BEGIN Records provided

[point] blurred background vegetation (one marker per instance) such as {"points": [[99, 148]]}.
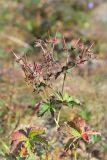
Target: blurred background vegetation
{"points": [[21, 22]]}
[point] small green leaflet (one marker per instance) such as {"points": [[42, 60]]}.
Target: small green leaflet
{"points": [[75, 133]]}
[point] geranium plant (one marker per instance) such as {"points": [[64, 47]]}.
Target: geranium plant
{"points": [[41, 76]]}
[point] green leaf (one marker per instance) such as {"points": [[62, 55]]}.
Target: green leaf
{"points": [[41, 140], [35, 131]]}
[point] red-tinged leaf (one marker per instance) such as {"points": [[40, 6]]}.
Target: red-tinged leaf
{"points": [[14, 146], [23, 152], [35, 131], [18, 136], [85, 137], [93, 133]]}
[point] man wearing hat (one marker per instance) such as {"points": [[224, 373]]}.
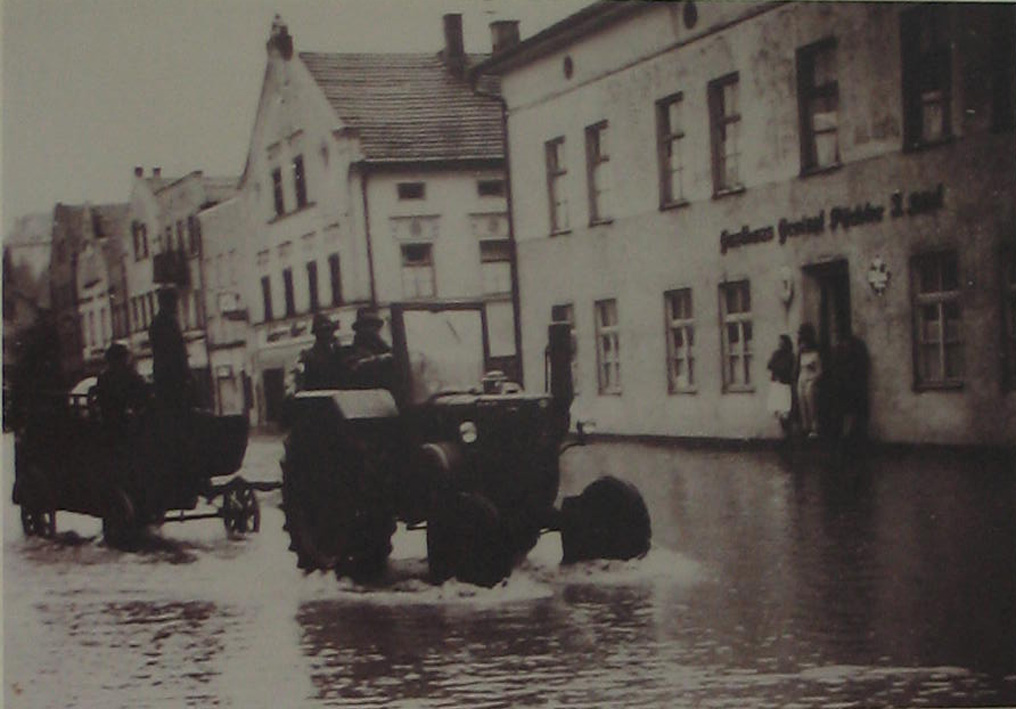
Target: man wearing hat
{"points": [[321, 361]]}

END Records provided

Turn the data above into a Markdown table with columns "Row" and "Line", numbering each line and skipping blank ones. Leave the pictures out of your table.

| Row | Line |
|---|---|
| 1 | [point] blurred background vegetation (one marker per instance) such as {"points": [[99, 148]]}. |
| 2 | Target: blurred background vegetation |
| 3 | {"points": [[21, 22]]} |
| 4 | [point] small green leaflet (one marker per instance) such as {"points": [[42, 60]]}. |
| 5 | Target: small green leaflet |
| 6 | {"points": [[75, 133]]} |
| 7 | [point] geranium plant (one marker per instance) such as {"points": [[64, 47]]}. |
| 8 | Target: geranium plant |
| 9 | {"points": [[41, 76]]} |
| 10 | [point] green leaf (one marker per instance) such as {"points": [[62, 55]]}. |
| 11 | Target: green leaf |
| 12 | {"points": [[41, 140], [35, 131]]} |
| 13 | [point] red-tinged leaf (one marker per instance) such as {"points": [[40, 6]]}. |
| 14 | Target: red-tinged leaf |
| 15 | {"points": [[14, 146], [23, 152], [35, 131], [18, 136], [85, 137], [93, 133]]} |
| 16 | [point] man wearing hat (one marker per instance) such as {"points": [[224, 373]]}. |
| 17 | Target: man wearing hat |
| 18 | {"points": [[321, 361]]} |